[[ GIVEN INFORMATION open ]]

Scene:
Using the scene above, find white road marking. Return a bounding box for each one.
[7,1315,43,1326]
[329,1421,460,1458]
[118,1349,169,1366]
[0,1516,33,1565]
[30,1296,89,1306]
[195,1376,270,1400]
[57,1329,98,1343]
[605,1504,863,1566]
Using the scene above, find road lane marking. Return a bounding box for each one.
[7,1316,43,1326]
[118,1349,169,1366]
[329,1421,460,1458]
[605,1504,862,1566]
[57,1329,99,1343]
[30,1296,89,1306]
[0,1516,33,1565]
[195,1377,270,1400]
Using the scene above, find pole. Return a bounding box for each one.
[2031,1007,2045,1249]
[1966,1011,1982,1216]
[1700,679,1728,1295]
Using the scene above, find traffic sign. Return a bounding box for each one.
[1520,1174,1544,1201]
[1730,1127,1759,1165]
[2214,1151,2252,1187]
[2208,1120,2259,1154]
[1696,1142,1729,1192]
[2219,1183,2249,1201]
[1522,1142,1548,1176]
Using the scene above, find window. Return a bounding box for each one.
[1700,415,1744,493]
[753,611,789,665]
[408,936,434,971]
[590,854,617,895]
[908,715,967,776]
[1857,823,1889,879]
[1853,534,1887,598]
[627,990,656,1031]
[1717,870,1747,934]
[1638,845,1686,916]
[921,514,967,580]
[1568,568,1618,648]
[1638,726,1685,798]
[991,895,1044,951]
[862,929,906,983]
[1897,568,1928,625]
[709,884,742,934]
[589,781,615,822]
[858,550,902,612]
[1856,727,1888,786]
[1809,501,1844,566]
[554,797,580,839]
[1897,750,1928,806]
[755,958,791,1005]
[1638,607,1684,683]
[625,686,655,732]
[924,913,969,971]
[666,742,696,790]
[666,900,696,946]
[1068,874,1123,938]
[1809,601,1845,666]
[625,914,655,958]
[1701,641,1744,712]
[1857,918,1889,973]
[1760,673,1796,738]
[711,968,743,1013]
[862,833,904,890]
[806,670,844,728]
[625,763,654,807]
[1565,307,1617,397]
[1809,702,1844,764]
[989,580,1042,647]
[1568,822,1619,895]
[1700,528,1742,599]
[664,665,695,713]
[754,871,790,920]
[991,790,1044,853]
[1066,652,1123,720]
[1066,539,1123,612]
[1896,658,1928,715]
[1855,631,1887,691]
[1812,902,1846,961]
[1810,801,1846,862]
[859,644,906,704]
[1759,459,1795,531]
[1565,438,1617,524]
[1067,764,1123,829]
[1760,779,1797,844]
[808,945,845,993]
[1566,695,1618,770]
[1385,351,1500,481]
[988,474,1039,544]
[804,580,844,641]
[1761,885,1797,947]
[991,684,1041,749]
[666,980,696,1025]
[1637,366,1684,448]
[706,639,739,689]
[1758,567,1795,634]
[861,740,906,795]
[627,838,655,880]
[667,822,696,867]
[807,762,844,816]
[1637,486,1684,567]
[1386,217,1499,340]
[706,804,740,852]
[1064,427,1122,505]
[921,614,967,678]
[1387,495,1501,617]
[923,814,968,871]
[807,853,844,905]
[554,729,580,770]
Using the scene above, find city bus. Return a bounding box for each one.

[[ GIVEN INFORMATION closed ]]

## TASK STATEMENT
All lines above should be output verbatim.

## ANSWER
Scene:
Using the scene above, find white road marking. Return a bounding box for each one.
[7,1315,43,1326]
[329,1421,460,1458]
[118,1349,169,1366]
[0,1516,33,1565]
[30,1296,89,1306]
[195,1376,270,1400]
[57,1329,98,1343]
[605,1504,863,1566]
Using the scene above, find road lane marking. Return a bounding box for each one.
[7,1316,43,1326]
[118,1349,169,1366]
[329,1421,460,1458]
[605,1504,862,1566]
[57,1329,99,1343]
[30,1296,89,1306]
[0,1516,33,1565]
[195,1377,270,1400]
Using the scene above, find pole. Return a bounding box for each one.
[2031,1007,2045,1249]
[1966,1011,1982,1216]
[1700,679,1728,1295]
Using the scene above, find traffic sign. Return a bounding box for each one.
[1520,1174,1544,1201]
[1730,1127,1759,1165]
[2214,1151,2252,1187]
[2208,1120,2259,1154]
[1696,1142,1729,1192]
[2219,1183,2249,1201]
[1522,1142,1548,1176]
Using the scene above, find window. Return a bounding box for each one.
[1700,415,1744,493]
[753,611,789,665]
[408,936,434,971]
[590,854,617,895]
[908,715,967,776]
[1857,823,1889,879]
[1853,534,1887,598]
[627,990,656,1031]
[1717,870,1747,934]
[1638,845,1686,916]
[921,514,967,580]
[1568,568,1618,648]
[1638,726,1685,798]
[991,895,1044,951]
[862,929,906,983]
[1897,568,1928,625]
[709,884,742,934]
[589,781,615,822]
[858,550,902,612]
[1856,727,1888,786]
[1809,501,1844,566]
[554,797,580,839]
[1897,750,1928,806]
[755,958,791,1005]
[1638,607,1684,683]
[625,686,655,732]
[924,913,969,971]
[666,742,696,790]
[666,900,696,946]
[1068,874,1123,938]
[1809,601,1845,666]
[625,914,655,958]
[1701,641,1744,712]
[1857,918,1889,973]
[1760,673,1796,738]
[711,968,743,1013]
[862,833,904,890]
[806,670,844,728]
[625,763,654,807]
[1565,307,1617,397]
[1809,702,1844,764]
[989,580,1042,647]
[1568,822,1619,895]
[1700,528,1742,599]
[664,665,695,713]
[754,871,790,920]
[991,790,1044,853]
[1066,652,1123,720]
[1066,539,1123,612]
[1896,658,1928,715]
[1855,631,1887,691]
[1812,902,1846,961]
[1810,801,1846,862]
[859,644,906,704]
[1759,459,1795,531]
[1565,438,1617,524]
[1067,764,1123,829]
[1760,779,1797,844]
[808,945,845,993]
[1566,695,1618,770]
[1385,351,1500,481]
[988,474,1039,544]
[804,580,844,641]
[1761,885,1797,947]
[991,684,1041,749]
[666,980,696,1025]
[1637,366,1684,448]
[706,639,739,689]
[1758,567,1795,634]
[861,740,906,795]
[627,838,655,880]
[667,822,696,867]
[807,762,844,816]
[1637,486,1684,567]
[1386,217,1499,340]
[706,804,740,852]
[1064,427,1122,505]
[921,614,967,678]
[1387,495,1501,617]
[923,814,968,871]
[807,853,844,905]
[554,729,580,770]
Using the scene above, find city bus. Return a bounding box for each one.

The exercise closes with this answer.